* [Data for the task]:
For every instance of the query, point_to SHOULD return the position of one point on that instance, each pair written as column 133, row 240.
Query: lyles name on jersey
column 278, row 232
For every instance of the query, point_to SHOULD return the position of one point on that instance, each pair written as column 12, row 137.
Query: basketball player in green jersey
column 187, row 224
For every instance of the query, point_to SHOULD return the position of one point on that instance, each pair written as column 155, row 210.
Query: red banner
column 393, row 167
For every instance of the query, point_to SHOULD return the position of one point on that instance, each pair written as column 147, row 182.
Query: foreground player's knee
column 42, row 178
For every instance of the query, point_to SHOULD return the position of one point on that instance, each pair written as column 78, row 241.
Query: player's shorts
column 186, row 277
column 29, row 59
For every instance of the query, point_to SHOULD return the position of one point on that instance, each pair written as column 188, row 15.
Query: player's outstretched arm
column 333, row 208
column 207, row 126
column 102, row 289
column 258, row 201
==
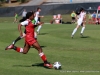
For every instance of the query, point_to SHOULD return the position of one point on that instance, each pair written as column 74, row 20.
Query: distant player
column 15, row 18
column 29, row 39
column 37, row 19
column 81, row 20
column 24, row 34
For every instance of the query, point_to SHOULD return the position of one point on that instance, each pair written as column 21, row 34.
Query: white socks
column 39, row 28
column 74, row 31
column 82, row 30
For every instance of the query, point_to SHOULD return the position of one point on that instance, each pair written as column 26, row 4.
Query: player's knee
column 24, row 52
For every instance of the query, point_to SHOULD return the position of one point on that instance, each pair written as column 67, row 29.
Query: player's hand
--
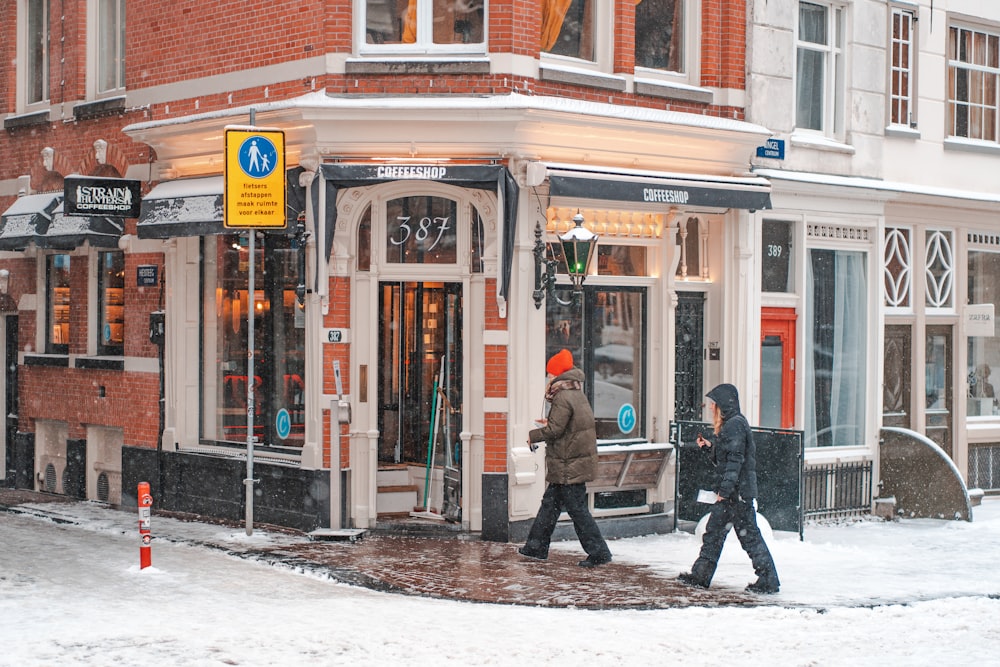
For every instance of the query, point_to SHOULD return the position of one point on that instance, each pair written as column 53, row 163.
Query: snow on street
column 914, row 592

* [Prompt]:
Look above for the line with "Query: white socks" and the line with "Query: player's hand". Write out those two lines and all the lines between them, exactly, and no others.

* [Your response]:
Query: white socks
column 39, row 28
column 74, row 31
column 82, row 30
For every instance of the query, point_to SHOULD return the position of one point on that instance, each pair written as column 26, row 4.
Query: player's knee
column 24, row 52
For every instance of the query, point_to SHOULD return the position of one point on that instance, each pair written as column 67, row 29.
Query: player's hand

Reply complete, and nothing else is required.